En el otro extremo encontramos a países que representan una frontera en términos de equidad social: en ninguna otra parte del mundo encontramos una mejor distribución del ingreso y al mismo tiempo mejor calidad institucional. Me refiero a países como Holanda, Suecia, Dinamarca, Bélgica, etcétera.

El punto es que cuando los dos fenómenos (mala calidad institucional y aguda desigualdad social) se presentan conjuntamente, se plantea el problema que usted me propone: cuál es la variable dependiente y cuál es la variable independiente, cuál es la causa y cuál es el efecto. Yo no sabría darle una respuesta a esa pregunta.

Creo que probablemente las explicaciones son distintas en los diferentes países, y quizá incluso son distintas en el mismo país por distintos periodos históricos. El punto es: la mala calidad de las instituciones favorece la mala distribución por el hecho de que el Estado es dominado, o propende a serlo, por sectores sociales de carácter oligárquico que tienden a reproducir sus propios privilegios, sus redes clientelares y a través de eso refuerzan la desigualdad. Entonces la desigualdad conspira en contra de un espíritu de interés colectivo, lo que favorece un escaso control por parte de la sociedad sobre las instituciones y permite a estas ser escasamente eficaces y recorridas por la corrupción.

Yo diría que el problema está abierto; no le busco una solución en el libro, pero sí planteo la copresencia y la codeterminación de esos dos aspectos, cuando menos en el caso de México.

 

AR: Uno de los rasgos que ha sido apreciado como virtud del régimen político mexicano ha sido la estabilidad política. Sin embargo, en el libro usted menciona que no ha sido precisamente lo mejor, sino que ha resultado hasta dañina para el crecimiento y el bienestar. ¿Cuáles son los efectos negativos que ha tenido la estabilidad y a qué se han debido?

++++++++++

* [El problema]:
Enumera los países que el fragmento sobre desigualdad y calidad institucional presenta como ejemplo de frontera en equidad social. Los datos que siguen provienen de una fuente distinta.

++++++++++

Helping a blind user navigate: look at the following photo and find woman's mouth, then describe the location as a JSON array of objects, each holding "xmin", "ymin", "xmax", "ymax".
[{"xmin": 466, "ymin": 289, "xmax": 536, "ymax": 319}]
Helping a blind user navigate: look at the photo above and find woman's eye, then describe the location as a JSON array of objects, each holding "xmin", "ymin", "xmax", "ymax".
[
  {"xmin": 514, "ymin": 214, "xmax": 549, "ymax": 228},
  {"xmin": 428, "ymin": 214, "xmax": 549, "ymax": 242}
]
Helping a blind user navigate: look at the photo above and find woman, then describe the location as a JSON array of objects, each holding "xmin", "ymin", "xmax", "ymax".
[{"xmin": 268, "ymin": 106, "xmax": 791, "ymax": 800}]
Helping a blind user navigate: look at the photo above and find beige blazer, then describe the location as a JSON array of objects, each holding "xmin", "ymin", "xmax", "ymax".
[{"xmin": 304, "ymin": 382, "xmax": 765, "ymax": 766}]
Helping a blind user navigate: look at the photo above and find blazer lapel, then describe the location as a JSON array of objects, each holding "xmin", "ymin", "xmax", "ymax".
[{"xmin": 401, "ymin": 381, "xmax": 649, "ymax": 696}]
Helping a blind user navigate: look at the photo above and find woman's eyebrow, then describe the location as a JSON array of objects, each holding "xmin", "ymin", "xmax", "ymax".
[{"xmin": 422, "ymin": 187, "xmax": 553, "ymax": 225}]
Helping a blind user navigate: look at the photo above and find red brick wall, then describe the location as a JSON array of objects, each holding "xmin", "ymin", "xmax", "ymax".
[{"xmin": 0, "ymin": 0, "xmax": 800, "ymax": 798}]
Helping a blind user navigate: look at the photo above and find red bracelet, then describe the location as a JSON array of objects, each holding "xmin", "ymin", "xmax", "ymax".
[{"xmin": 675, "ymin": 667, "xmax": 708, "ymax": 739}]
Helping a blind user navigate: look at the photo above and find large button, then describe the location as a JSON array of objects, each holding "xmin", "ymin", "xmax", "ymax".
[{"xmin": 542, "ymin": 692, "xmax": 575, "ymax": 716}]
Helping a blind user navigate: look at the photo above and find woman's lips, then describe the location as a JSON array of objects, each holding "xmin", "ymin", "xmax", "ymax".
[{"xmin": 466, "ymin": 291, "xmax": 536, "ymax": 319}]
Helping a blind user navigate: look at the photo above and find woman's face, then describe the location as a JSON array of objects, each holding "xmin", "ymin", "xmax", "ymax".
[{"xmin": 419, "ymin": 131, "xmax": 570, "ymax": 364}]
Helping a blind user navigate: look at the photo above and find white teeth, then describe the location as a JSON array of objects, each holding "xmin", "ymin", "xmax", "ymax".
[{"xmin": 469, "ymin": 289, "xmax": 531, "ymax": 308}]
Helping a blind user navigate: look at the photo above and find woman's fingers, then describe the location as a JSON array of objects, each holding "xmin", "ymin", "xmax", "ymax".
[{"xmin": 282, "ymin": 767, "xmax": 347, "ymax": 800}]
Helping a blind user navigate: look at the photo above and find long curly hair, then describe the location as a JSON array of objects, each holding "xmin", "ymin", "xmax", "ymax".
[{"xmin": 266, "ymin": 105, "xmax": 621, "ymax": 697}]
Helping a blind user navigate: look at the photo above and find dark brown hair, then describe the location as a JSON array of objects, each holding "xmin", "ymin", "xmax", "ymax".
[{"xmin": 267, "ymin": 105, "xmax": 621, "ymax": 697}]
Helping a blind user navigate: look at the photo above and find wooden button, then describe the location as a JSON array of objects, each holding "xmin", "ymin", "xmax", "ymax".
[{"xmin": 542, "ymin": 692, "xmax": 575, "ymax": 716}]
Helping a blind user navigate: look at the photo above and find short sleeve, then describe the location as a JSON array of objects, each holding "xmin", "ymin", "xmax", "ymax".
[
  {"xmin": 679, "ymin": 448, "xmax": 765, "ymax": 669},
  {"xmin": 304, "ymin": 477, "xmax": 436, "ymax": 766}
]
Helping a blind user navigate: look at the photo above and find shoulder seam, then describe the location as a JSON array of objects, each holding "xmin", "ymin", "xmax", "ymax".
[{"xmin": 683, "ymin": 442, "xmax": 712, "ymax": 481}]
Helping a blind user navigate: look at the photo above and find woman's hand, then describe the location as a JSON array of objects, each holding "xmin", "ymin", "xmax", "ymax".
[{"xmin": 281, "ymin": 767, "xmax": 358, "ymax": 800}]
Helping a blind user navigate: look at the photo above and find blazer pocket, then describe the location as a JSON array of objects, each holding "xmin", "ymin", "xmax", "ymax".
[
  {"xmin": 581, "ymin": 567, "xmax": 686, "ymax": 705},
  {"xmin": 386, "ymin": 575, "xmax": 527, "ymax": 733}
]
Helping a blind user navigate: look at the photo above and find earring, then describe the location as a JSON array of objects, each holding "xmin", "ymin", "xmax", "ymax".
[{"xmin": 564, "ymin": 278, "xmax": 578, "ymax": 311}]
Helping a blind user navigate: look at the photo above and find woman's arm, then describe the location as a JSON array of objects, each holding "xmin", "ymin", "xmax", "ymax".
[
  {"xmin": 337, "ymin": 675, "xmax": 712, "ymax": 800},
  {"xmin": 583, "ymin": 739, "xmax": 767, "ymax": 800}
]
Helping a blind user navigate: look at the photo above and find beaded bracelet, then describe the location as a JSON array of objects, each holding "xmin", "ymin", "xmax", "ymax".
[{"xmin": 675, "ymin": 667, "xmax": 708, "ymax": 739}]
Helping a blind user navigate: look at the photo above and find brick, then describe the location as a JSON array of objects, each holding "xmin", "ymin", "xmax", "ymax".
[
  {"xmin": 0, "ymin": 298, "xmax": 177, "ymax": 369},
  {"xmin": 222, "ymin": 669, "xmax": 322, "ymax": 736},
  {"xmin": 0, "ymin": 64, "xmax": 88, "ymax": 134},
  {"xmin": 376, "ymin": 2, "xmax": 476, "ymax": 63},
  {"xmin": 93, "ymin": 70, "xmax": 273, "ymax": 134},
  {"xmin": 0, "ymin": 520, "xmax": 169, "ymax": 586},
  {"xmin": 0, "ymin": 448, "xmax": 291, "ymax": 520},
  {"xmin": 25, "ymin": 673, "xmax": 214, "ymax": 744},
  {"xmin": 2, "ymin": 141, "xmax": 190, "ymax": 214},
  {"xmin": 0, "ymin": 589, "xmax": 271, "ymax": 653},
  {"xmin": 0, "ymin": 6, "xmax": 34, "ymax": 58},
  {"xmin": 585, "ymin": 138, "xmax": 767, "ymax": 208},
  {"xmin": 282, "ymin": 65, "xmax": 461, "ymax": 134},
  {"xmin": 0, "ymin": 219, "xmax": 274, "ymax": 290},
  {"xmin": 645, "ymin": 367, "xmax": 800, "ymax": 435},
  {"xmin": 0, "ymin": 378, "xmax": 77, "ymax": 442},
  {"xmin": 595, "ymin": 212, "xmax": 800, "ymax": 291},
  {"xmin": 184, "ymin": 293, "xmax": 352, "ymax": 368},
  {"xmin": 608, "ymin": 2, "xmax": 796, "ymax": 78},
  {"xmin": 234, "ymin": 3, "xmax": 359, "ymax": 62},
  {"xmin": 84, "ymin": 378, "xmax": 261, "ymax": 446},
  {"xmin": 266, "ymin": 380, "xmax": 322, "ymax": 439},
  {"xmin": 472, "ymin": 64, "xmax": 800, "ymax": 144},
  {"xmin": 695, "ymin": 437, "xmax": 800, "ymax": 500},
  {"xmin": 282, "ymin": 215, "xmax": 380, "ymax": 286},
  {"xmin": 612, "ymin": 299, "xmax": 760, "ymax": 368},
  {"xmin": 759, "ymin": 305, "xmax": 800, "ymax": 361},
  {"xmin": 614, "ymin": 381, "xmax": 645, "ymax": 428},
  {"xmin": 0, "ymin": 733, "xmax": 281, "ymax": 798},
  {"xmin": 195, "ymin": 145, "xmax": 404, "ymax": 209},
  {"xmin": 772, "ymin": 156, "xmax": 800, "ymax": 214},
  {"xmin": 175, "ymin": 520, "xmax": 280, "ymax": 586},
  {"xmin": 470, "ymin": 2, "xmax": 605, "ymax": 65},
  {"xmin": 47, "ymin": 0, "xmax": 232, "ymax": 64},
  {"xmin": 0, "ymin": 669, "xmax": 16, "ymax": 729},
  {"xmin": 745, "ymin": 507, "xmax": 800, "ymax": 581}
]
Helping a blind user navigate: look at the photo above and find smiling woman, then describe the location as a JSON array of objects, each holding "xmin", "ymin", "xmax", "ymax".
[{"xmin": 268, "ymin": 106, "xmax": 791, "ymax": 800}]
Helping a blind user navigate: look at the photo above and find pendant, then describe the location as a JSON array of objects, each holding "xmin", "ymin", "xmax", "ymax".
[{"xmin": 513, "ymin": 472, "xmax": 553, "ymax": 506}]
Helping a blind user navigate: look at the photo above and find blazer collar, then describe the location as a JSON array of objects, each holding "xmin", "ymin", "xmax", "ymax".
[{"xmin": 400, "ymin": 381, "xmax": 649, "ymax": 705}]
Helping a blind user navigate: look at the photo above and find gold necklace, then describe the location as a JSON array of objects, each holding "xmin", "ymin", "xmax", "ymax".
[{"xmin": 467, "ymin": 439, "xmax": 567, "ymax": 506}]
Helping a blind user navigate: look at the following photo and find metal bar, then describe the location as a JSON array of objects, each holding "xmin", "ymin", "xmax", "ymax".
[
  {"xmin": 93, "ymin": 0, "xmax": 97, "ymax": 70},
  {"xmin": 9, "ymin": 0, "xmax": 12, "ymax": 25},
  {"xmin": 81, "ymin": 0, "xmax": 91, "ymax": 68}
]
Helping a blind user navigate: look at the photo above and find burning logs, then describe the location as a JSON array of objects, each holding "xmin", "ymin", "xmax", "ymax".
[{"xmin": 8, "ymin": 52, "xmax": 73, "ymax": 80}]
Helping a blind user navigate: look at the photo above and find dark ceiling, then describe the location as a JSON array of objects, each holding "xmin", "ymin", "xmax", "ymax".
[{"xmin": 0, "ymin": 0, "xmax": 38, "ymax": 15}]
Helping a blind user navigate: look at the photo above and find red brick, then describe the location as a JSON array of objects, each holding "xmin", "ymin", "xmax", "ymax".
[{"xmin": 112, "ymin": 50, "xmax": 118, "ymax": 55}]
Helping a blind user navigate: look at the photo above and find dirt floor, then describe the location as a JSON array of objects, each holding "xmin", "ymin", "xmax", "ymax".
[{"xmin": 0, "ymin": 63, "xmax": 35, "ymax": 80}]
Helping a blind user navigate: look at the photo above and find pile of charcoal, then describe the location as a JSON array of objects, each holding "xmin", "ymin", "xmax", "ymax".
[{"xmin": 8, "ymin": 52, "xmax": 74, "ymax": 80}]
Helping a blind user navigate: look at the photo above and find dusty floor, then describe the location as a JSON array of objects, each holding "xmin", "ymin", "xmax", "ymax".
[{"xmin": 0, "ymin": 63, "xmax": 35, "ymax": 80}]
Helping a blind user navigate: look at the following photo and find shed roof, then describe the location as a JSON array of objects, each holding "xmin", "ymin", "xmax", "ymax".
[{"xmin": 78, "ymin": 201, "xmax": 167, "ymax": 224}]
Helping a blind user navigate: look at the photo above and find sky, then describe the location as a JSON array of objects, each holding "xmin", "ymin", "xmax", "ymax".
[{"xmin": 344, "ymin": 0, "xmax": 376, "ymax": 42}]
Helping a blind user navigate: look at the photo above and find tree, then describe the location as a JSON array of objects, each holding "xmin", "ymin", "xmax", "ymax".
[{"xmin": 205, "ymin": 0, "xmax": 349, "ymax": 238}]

++++++++++

* [Respuesta completa]:
Holanda, Suecia, Dinamarca y Bélgica.